Your task -> Find the line that contains "Query: roof overhang". Restate it and each following line exactly, through the end of the records.

Records from a data source ->

---+---

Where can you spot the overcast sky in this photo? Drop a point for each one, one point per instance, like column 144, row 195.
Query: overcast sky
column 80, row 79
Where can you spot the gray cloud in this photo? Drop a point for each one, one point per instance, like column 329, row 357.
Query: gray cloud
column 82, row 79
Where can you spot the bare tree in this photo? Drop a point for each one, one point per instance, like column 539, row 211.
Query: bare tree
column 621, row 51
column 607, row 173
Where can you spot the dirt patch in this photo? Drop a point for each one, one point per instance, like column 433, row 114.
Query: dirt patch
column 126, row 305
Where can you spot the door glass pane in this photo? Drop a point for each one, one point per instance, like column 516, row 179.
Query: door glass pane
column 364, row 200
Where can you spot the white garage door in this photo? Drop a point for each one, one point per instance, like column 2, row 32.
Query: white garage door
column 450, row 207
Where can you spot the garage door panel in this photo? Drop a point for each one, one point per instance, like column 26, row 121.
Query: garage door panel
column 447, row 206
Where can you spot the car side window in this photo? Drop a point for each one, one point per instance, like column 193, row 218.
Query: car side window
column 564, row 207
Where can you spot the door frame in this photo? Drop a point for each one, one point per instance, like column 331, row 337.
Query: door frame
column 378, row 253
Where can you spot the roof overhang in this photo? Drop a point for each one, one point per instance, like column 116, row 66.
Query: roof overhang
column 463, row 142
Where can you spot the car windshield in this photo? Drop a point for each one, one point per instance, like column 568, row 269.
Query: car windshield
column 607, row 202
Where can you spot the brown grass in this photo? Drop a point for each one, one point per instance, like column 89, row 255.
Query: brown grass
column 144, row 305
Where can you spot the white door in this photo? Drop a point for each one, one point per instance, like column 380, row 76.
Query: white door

---+---

Solution to the problem ->
Query: roof overhang
column 463, row 142
Where can you spot the car windshield in this photo? Drop a point for each one, one point per instance, like column 568, row 269.
Query: car windshield
column 607, row 202
Where can you spot the brown grass in this photo? Drop a point for each one, one point per instance, like column 89, row 255.
Query: brown grass
column 144, row 305
Where can you spot the white door in this photo? Drop a point for each one, one point per instance, like column 380, row 76.
Query: white door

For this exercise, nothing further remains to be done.